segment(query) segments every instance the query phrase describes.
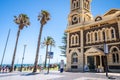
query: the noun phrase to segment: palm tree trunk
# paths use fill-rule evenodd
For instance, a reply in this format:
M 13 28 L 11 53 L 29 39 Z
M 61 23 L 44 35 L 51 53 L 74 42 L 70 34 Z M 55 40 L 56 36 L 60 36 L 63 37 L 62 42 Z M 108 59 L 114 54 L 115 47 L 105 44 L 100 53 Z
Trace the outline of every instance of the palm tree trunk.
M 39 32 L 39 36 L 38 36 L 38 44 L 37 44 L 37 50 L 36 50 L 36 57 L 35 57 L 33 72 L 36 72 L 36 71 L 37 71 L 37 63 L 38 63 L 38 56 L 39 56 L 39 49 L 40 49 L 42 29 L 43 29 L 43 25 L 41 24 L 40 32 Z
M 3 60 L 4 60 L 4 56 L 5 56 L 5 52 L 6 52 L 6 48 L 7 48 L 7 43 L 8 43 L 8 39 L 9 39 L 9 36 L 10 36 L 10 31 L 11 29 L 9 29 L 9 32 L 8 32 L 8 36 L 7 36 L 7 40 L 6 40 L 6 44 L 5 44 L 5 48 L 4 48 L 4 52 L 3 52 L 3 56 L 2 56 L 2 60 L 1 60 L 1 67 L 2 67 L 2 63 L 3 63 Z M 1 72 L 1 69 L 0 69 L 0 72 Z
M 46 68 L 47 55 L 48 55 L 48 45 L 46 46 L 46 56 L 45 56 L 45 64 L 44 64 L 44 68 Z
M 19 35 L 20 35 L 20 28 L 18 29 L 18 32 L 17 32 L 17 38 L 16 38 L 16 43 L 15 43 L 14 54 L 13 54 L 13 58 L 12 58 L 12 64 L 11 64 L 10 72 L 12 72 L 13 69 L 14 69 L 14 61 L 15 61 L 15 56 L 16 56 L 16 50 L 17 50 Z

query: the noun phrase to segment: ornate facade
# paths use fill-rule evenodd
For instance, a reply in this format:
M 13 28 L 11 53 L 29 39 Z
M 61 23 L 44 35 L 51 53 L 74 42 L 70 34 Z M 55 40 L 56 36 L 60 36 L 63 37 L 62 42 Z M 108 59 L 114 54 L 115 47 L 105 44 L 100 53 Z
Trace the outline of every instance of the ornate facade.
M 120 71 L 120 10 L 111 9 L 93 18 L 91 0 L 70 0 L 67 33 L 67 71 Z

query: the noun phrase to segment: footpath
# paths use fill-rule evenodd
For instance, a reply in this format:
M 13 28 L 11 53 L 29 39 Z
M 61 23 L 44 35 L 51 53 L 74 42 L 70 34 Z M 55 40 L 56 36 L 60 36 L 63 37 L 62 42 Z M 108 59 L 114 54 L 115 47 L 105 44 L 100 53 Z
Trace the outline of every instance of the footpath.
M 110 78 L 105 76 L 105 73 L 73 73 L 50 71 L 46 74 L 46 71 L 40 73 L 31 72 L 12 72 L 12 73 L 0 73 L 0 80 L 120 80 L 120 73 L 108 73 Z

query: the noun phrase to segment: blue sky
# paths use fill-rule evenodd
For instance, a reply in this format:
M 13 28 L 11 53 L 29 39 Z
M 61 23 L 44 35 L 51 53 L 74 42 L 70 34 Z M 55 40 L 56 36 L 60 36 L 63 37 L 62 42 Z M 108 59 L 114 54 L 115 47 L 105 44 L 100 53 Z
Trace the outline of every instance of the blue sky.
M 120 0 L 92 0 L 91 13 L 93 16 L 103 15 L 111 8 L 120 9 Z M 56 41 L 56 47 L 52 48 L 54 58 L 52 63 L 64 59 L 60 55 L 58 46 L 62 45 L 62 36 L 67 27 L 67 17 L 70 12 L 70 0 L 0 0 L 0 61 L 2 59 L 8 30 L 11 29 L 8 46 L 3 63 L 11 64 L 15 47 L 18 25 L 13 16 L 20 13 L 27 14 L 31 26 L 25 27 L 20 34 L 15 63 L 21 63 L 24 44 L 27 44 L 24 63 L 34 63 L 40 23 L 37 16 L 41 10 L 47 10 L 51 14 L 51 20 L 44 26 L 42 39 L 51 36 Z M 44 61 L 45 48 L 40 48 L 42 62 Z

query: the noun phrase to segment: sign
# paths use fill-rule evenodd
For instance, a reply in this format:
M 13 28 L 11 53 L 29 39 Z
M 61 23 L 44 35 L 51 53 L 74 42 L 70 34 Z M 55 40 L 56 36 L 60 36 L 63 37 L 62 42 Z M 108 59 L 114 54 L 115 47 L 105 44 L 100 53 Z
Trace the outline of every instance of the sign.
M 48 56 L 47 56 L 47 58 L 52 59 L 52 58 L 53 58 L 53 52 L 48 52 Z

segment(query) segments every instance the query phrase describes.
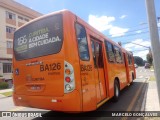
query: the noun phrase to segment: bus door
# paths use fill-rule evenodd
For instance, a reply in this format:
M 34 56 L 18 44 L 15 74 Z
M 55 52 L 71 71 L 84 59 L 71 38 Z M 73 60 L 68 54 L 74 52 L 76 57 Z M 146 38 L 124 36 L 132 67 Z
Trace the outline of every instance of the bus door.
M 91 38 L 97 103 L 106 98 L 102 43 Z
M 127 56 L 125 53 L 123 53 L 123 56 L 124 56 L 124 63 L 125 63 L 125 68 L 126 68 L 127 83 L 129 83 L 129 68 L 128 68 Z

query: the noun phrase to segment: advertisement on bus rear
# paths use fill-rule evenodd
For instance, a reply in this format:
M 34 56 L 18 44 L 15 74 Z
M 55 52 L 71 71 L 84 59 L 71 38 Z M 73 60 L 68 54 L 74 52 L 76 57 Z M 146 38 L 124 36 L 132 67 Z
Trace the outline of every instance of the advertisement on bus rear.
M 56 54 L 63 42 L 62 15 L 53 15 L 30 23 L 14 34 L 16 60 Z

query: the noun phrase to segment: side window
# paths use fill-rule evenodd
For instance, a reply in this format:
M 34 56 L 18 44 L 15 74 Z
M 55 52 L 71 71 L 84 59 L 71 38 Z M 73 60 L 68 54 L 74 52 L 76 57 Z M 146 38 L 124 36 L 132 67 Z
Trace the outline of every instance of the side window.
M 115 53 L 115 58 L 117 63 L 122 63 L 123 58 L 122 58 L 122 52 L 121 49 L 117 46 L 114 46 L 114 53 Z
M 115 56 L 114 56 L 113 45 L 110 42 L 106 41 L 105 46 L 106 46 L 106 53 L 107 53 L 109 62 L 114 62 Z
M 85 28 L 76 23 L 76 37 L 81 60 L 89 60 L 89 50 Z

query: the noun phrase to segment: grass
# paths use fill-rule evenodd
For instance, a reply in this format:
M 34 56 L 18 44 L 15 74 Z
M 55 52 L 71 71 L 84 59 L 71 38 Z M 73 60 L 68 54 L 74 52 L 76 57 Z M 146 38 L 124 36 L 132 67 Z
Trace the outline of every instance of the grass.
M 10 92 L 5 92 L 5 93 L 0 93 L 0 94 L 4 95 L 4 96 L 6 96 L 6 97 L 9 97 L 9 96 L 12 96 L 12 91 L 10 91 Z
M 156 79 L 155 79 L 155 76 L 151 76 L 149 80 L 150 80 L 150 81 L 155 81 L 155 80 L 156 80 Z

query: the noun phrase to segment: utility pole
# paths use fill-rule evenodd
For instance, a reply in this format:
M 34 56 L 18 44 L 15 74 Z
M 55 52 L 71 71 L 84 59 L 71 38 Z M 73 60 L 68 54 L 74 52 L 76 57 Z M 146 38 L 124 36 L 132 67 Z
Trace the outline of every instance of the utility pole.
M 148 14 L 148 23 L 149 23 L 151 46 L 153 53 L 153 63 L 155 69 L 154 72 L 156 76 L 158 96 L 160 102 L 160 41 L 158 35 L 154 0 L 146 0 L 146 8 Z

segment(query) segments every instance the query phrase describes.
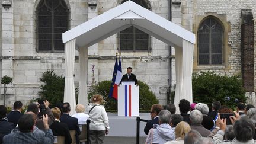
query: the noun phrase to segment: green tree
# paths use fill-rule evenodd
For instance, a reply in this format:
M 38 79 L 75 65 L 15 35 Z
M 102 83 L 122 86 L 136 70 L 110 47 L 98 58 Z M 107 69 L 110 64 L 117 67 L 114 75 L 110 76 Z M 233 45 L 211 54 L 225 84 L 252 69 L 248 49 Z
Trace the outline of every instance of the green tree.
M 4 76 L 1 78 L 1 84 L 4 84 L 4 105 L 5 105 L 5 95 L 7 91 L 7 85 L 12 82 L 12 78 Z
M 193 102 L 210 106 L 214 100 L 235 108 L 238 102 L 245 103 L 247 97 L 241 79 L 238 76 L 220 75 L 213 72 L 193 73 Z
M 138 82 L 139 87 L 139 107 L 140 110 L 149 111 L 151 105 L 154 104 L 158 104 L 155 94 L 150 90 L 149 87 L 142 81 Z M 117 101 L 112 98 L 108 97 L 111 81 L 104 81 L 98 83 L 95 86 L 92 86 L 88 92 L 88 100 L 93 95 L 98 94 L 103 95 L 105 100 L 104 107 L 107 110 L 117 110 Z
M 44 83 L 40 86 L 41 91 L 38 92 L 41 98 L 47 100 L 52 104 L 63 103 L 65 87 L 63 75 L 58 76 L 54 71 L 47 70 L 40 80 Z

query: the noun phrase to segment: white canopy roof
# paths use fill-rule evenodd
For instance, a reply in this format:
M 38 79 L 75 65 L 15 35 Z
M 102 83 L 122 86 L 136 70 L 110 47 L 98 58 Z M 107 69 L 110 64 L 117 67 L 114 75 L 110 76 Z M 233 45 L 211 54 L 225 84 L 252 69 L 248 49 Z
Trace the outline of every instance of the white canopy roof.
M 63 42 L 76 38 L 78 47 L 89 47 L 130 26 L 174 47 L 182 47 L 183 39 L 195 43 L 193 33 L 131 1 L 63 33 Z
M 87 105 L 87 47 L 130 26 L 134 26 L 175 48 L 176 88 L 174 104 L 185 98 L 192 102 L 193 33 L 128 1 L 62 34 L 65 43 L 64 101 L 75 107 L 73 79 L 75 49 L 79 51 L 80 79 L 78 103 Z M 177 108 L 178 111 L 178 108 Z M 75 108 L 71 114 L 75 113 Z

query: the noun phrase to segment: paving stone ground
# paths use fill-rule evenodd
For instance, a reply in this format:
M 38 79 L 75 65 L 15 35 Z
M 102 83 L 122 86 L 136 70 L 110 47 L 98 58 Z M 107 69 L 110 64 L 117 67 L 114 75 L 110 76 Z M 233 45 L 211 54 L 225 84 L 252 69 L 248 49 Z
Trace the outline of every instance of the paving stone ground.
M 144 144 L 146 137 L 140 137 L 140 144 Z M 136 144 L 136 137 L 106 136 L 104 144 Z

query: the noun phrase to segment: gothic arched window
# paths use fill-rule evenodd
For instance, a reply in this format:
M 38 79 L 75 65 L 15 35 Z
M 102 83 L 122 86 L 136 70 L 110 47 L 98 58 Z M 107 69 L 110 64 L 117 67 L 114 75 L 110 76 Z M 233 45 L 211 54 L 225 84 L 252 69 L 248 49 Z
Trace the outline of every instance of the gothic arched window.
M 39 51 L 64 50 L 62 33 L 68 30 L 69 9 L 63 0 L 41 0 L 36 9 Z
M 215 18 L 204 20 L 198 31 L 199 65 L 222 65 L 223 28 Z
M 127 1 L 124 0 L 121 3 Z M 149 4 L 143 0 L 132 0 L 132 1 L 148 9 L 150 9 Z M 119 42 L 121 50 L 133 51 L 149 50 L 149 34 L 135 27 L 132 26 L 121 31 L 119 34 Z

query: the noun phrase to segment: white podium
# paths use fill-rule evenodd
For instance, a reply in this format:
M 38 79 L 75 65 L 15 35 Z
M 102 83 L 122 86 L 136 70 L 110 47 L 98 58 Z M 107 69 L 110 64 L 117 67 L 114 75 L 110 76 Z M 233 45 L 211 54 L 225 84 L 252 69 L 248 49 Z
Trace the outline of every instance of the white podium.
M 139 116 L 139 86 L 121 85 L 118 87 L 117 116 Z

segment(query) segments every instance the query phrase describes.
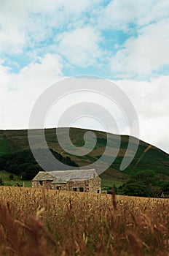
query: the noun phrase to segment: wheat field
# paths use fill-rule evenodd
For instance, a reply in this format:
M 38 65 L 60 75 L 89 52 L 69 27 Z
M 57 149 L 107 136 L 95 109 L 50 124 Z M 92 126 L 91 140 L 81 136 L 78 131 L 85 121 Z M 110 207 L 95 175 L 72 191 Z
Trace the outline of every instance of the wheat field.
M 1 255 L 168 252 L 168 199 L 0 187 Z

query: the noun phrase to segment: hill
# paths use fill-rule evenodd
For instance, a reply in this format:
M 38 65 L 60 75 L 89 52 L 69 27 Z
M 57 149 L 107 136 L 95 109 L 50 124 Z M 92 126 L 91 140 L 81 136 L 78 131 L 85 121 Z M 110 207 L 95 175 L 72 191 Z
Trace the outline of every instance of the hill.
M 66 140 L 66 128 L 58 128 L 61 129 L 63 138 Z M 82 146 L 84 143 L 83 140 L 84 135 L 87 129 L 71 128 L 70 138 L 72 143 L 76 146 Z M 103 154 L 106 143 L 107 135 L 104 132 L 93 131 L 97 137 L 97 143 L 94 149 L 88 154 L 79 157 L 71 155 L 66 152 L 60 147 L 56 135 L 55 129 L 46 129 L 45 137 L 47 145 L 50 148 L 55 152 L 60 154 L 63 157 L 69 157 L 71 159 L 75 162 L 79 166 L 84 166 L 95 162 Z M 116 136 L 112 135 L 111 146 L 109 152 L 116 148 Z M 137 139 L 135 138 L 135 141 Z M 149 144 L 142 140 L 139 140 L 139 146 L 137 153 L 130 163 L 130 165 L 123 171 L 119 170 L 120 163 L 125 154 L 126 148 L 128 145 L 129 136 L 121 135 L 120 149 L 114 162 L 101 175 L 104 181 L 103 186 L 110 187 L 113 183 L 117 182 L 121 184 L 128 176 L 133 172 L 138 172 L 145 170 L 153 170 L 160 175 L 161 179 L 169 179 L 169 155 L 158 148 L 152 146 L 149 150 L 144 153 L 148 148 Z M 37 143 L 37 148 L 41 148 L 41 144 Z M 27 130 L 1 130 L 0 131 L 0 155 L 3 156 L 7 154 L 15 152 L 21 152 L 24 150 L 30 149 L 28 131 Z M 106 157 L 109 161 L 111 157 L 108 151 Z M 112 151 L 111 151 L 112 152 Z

::::::

- [WHAT IS NEEDED] Render the entries from the first line through the line containing "Trace the outline of every instance of the palm" as a numbered list, skipping blank lines. Leave the picture out of the list.

- [WRITTEN ANSWER]
1. segment(query) segments every instance the query phrase describes.
2. query: the noun phrase to segment: palm tree trunk
3. # paths use fill-rule evenodd
4. For instance, a reply in this format:
5. M 13 28 L 11 53 L 29 39 Z
6. M 61 23 L 44 35 L 51 53 L 74 42 L 70 34 Z M 55 40 L 56 36 L 60 36 L 63 37 L 62 42 Z M 108 59 L 114 54 L 115 47 L 105 44 L 100 53 Z
7. Trace the outline of every instance of the palm tree trunk.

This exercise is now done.